Objective –
Answer these from the write-up on environment information detection, one answer a line:
1. Which three ambient attributes does the project use to categorize images?
2. What size of neighborhood is examined around each edge pixel found by the Canny algorithm?
3. Under what average measured edge intensity did images have significant fog?

— BEGIN Reading text —

Environment Information Detection

Detect weather data (fog, approximate time of day, etc.) from an image,

Environment Information Detection

David Zikel

Problem and motivation

Detection of ambient weather and climate conditions from a single image is useful in automatically categorizing images, such as on image uploading sites like Flickr. Many of these attributes can be detected through new techniques or novel applications of existing ones. This project, using various analysis methods including retinex single-image lighting approximation, automatically categorizes images based on several ambient attributes: fog, time of day, and approximate temperature.

Edge detection:

Edge intensities The amount of fog in an image can be estimated by measuring the intensity of edges in the image. In an image with no fog, the edges should be strong, and, conversely, in an image with prevalent fog, the edges should be weak. To measure the strength of an image’s edges, a modified version of a standard edge detection algorithm can be used.

For this project, an image’s edges are first detected (as a binary output, EDGE or NOT EDGE, per pixel) using the Canny edge detection algorithm. For each edge pixel detected by the Canny algorithm, the program analyzes a small (21x21) neighborhood of that edge to find the edge point in that region furthest from the original pixel. It is assumed, and this assumption has proven accurate in all analyzed images of actual scenes, that the line from the initial pixel to the found pixel is tangent to the line formed by all edge pixels.

Given this tangent line, color values are taken from two locations in the (original, color) image, both offset from the initial edge pixel in a direction perpendicular to the found tangent. This, in effect, finds the color of the image on each side of the edge being analyzed. The distance between these colors is computed (treating colors as coordinates in RGB-space), and the intensity of the edge pixel is returned as this distance.

For measuring fog, it suffices to take the average edge intensity among all pixels detected by the Canny algorithm as edges. If this average intensity is above a certain threshold, it can be assumed that there is no major fog - conversely, if the intensity is below this threshold, fog is noticeable in the image. Using this modified Canny algorithm, images had significant fog if and only if their average measured edge intensity was less than 0.2.

Skyline detection:

Horizon line For determining the color balance of parts of an image, it is beneficial to find the location of the skyline or horizon line - the vertical position in the image marking the divide between the sky (or a very far-off part of the scene) and the objects being photographed. If the camera is aligned horizontally, this skyline will always be a horizontal line across the image. This means that, for the purposes of computation, only a y-coordinate must be found.

The ‘skyline’ is modeled as the point along the image (vertically) such that the image is closest in the \(L^2\) norm to a step function on the y coordinate with its step located along the skyline. Equivalently, modeling the image as a function \(f : [0,1] \times [0,1] \rightarrow [0,1]\), the skyline position is the value \(\hat{y}\) such that the minimum value of

\[\int_{0}^{1} \int_{0}^{1} (f(x,y) - \mu(y))^2\,dx\,dy\]

across all functions

\[\mu(y) = \cases{\mu_u \quad y < \hat{y} \\ \mu_d \quad y \geq \hat{y}}\]

is the minimum across all step functions \(\mu\). (For images with multiple color channels, the squared errors for each channel are summed to find the final result.)

— END Reading text —
— BEGIN Dataset rows —

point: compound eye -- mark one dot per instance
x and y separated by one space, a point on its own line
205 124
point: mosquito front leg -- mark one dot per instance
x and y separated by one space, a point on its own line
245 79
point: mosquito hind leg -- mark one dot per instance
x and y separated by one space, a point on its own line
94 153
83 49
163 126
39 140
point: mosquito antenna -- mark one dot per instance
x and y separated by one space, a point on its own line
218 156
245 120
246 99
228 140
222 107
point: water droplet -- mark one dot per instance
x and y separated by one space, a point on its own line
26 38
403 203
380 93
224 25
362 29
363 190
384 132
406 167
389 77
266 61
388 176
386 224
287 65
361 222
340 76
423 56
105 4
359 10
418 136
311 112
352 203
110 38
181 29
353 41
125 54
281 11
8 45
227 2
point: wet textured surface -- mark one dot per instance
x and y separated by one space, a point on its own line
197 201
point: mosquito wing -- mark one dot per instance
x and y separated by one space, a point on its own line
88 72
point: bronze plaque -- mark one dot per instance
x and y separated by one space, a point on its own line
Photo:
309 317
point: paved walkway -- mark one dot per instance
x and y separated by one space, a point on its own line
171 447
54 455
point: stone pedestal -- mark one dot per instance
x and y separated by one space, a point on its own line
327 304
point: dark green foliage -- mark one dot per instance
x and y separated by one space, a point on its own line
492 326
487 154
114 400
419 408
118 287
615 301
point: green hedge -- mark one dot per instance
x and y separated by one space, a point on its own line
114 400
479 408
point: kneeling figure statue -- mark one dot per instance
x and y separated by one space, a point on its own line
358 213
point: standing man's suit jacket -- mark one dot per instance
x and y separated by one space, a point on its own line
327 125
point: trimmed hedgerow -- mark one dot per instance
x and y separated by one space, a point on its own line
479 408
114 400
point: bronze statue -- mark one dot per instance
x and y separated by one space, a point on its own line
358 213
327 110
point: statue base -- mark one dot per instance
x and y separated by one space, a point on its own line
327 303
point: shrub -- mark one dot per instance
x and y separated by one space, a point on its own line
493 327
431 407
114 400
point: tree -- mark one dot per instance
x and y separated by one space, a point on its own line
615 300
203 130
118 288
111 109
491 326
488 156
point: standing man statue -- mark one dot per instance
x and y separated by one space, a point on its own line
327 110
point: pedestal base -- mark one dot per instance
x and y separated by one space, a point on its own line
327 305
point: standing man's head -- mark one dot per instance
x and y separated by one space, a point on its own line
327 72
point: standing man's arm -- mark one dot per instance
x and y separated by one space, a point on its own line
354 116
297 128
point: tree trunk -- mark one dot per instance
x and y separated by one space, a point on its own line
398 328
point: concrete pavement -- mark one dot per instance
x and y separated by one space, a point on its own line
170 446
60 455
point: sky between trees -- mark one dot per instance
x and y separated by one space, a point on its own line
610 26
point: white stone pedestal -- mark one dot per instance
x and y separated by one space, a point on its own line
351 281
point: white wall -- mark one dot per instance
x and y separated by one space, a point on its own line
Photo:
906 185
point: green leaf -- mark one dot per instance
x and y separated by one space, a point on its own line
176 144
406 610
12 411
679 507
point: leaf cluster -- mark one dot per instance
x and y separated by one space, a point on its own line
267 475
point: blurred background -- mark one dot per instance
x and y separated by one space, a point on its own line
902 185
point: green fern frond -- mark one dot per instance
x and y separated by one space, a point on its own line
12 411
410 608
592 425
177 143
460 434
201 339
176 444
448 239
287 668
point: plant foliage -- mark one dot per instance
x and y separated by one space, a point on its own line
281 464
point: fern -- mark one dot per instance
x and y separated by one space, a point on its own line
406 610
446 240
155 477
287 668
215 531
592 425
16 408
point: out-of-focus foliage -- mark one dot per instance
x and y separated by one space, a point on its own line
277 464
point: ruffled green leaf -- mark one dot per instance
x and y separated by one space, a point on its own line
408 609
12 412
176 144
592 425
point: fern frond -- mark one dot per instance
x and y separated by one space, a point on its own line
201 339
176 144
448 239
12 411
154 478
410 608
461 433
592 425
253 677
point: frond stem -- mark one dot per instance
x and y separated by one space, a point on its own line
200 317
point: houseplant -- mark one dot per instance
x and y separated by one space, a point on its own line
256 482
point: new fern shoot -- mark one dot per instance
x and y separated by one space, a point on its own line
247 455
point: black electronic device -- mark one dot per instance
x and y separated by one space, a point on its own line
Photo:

— END Dataset rows —

Solution for this exercise –
1. Fog, time of day, and approximate temperature.
2. 21x21.
3. 0.2.